Can you quote, word for word, every line from the first line of the records below through the line containing "box: [154, 192, 600, 327]", and nothing else?

··········

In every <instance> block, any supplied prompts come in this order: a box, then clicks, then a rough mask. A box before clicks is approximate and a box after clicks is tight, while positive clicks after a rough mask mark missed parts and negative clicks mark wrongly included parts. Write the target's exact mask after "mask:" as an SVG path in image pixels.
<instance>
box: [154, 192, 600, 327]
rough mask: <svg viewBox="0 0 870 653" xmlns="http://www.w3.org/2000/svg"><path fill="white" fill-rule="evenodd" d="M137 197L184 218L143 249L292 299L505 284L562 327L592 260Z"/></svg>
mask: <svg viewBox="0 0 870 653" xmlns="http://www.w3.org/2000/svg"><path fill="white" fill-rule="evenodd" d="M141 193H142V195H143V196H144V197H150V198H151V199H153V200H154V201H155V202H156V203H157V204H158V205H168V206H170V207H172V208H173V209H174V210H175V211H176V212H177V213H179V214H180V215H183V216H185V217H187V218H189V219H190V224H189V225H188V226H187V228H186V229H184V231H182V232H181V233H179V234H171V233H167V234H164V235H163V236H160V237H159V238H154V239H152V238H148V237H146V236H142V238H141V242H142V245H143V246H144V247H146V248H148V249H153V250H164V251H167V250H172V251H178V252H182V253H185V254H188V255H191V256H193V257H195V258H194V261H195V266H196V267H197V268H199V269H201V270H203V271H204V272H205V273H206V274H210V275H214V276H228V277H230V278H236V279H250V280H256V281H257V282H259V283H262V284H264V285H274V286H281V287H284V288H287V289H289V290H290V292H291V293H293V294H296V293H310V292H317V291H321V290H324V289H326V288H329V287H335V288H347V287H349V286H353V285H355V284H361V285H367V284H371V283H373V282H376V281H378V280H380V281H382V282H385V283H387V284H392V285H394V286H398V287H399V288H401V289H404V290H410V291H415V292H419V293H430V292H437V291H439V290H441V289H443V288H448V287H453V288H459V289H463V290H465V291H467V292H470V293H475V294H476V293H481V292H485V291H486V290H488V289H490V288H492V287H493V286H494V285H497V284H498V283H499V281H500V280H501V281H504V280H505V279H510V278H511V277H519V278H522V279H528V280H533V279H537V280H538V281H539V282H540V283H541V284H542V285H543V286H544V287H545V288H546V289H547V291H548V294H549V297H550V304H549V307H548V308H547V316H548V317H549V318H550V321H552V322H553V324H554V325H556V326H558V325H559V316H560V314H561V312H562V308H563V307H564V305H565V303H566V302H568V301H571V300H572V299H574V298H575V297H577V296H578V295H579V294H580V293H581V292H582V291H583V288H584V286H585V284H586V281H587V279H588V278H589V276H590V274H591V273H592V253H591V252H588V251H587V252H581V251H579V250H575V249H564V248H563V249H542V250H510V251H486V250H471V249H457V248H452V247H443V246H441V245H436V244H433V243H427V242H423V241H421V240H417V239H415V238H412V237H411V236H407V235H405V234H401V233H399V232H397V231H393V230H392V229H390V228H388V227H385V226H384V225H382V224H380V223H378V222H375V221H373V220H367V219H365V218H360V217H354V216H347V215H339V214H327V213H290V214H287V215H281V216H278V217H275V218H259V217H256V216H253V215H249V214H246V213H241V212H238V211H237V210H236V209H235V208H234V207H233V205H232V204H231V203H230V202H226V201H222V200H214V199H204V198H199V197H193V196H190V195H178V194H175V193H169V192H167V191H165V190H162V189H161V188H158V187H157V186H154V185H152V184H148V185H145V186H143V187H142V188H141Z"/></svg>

··········

**EXERCISE OUTPUT**
In every <instance> block, any supplied prompts come in this order: a box, then clicks, then a rough mask. A box before clicks is approximate and a box after clicks is tight, while positive clicks after a rough mask mark missed parts and negative clicks mark wrongly included parts. Write the target's exact mask after "mask:" as an SVG path in image pixels.
<instance>
box: [154, 192, 600, 327]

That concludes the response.